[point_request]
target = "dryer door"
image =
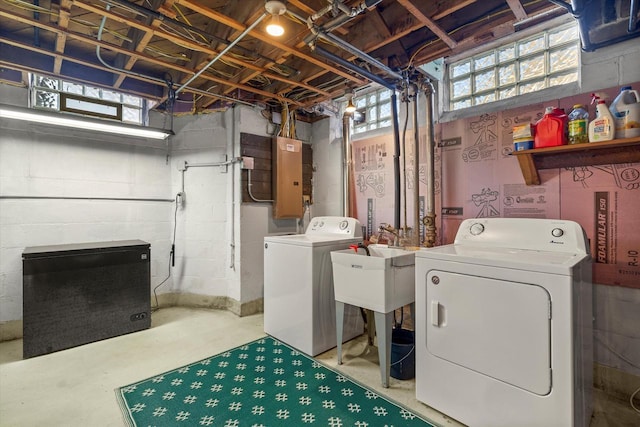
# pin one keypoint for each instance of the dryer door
(494, 327)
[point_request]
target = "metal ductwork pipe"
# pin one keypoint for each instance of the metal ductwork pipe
(346, 164)
(430, 215)
(396, 160)
(342, 19)
(359, 54)
(416, 168)
(348, 65)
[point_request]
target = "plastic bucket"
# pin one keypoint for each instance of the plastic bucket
(403, 354)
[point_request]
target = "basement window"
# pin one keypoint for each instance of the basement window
(549, 58)
(375, 108)
(55, 94)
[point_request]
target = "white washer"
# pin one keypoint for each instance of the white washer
(299, 304)
(504, 324)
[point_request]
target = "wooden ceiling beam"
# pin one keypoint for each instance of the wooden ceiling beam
(427, 22)
(309, 11)
(119, 49)
(209, 13)
(179, 40)
(141, 46)
(454, 6)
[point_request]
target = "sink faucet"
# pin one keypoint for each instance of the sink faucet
(389, 229)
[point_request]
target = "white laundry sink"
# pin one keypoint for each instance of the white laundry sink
(381, 282)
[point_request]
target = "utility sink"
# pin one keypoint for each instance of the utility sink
(381, 282)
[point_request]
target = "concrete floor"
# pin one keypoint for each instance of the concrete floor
(75, 387)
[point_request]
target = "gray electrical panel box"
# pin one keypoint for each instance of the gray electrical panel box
(79, 293)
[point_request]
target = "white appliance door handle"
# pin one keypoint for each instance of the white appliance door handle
(435, 313)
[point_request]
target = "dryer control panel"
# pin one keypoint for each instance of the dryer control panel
(550, 235)
(346, 226)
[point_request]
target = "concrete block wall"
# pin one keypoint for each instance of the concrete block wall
(49, 181)
(201, 224)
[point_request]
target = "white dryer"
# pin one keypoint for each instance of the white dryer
(504, 324)
(299, 304)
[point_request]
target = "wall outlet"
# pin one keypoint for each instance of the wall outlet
(247, 163)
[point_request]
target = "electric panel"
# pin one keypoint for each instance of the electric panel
(287, 178)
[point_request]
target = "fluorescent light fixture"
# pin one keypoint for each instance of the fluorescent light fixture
(64, 120)
(275, 8)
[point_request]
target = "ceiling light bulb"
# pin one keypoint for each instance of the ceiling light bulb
(274, 28)
(275, 8)
(350, 108)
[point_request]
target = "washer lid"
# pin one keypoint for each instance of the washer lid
(312, 240)
(523, 259)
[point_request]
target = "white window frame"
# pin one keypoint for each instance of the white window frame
(546, 94)
(99, 96)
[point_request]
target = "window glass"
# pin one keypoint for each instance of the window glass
(46, 99)
(484, 61)
(45, 93)
(462, 88)
(72, 88)
(548, 59)
(485, 81)
(533, 67)
(507, 74)
(461, 69)
(563, 59)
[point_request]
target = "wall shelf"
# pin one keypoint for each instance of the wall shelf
(564, 156)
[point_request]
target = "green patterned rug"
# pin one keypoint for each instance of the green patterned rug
(262, 383)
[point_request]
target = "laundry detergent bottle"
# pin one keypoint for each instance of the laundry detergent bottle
(602, 127)
(625, 110)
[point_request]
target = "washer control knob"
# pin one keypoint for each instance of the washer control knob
(476, 229)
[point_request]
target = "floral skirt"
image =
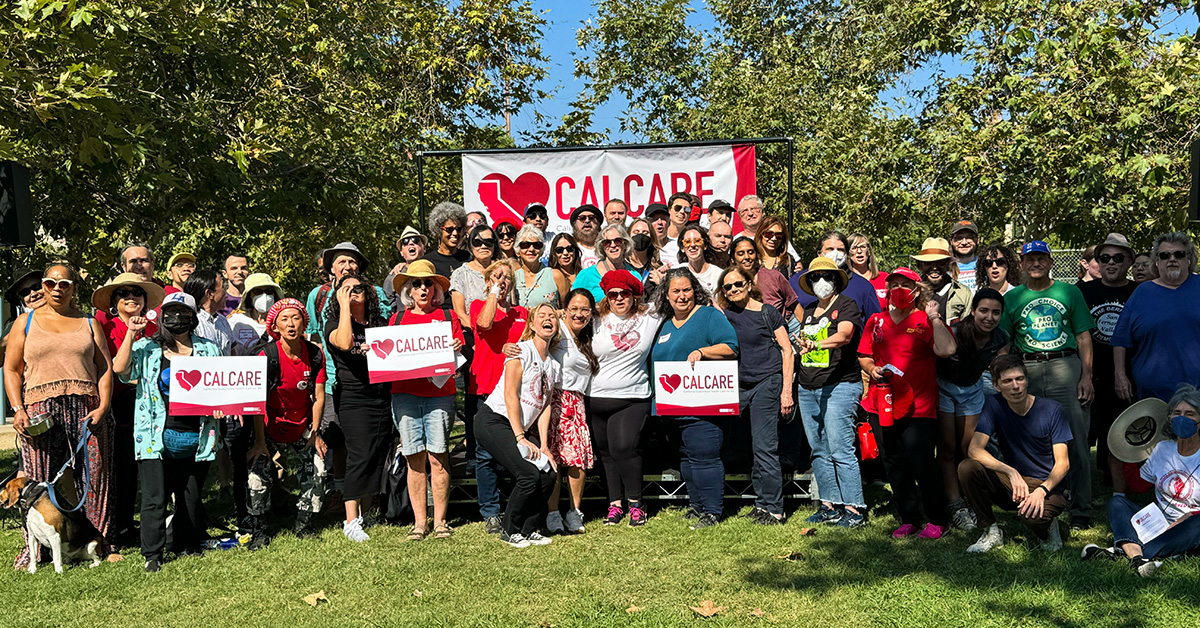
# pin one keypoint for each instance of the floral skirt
(570, 440)
(42, 456)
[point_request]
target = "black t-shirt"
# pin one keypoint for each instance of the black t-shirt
(759, 354)
(1105, 304)
(445, 264)
(823, 368)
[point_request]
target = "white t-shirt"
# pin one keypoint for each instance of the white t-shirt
(538, 381)
(576, 371)
(245, 329)
(622, 347)
(1176, 485)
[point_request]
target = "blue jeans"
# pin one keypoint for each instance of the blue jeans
(1059, 380)
(701, 466)
(828, 416)
(1180, 539)
(761, 404)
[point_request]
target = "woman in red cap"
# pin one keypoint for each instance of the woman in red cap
(910, 338)
(618, 399)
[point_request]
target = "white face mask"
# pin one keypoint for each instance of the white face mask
(263, 301)
(822, 288)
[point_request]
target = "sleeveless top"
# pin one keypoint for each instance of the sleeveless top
(59, 364)
(544, 288)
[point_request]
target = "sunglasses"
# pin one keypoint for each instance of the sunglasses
(51, 282)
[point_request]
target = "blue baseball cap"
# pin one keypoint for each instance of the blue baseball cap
(1036, 246)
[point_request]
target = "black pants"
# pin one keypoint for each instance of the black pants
(912, 471)
(617, 428)
(527, 502)
(161, 479)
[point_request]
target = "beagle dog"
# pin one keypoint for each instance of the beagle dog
(67, 534)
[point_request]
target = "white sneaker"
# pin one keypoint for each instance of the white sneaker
(555, 522)
(353, 531)
(991, 538)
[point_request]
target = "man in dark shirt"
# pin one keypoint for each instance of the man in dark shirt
(1033, 435)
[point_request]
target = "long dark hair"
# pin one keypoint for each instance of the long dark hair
(370, 306)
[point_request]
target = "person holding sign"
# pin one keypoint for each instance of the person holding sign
(363, 408)
(910, 338)
(174, 453)
(696, 332)
(424, 408)
(831, 387)
(505, 428)
(1170, 526)
(295, 399)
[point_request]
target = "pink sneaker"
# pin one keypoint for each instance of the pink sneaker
(931, 532)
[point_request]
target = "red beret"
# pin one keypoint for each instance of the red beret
(621, 279)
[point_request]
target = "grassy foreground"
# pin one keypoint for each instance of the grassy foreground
(612, 576)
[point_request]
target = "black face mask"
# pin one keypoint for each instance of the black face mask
(641, 241)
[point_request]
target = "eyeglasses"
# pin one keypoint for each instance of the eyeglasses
(51, 282)
(735, 285)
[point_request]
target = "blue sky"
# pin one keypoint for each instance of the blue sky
(564, 18)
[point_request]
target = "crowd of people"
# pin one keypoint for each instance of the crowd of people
(982, 380)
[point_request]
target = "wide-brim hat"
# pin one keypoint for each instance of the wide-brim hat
(419, 269)
(934, 250)
(24, 276)
(102, 299)
(259, 281)
(821, 263)
(1135, 432)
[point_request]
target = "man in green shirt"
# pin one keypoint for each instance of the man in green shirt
(1050, 324)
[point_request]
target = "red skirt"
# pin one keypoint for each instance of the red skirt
(570, 440)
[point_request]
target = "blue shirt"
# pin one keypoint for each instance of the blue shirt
(859, 289)
(1026, 442)
(1162, 329)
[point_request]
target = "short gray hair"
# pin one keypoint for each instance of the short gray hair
(1181, 239)
(441, 214)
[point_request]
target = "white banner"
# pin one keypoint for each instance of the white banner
(503, 184)
(232, 384)
(711, 389)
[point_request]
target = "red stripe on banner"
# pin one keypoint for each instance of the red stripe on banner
(201, 410)
(719, 410)
(378, 377)
(748, 180)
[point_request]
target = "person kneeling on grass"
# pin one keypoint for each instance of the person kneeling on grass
(1173, 468)
(1033, 436)
(295, 399)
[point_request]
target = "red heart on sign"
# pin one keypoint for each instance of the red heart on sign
(187, 380)
(383, 347)
(505, 198)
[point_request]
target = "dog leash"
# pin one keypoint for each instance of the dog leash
(49, 485)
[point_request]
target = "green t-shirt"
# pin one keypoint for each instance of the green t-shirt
(1048, 320)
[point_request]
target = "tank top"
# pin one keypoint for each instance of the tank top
(59, 364)
(544, 288)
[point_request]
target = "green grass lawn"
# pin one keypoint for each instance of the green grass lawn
(761, 575)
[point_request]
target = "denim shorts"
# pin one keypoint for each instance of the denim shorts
(424, 423)
(960, 400)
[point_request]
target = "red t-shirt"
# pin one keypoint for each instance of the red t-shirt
(289, 406)
(487, 365)
(424, 387)
(910, 347)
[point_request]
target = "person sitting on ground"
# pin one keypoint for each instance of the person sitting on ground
(1033, 435)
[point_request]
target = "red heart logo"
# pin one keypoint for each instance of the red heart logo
(505, 198)
(383, 347)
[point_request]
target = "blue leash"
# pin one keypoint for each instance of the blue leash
--------
The problem
Report each line of the records in which the word "washer" occurs, treating uppercase and lowercase letters as distinct.

Solution to this task
target = "white washer"
# pin one keypoint for each instance of the white washer
target = "washer lid"
# pin one keypoint for each instance of the washer lid
target = "washer control knob"
# pin one keypoint for each instance of the washer control knob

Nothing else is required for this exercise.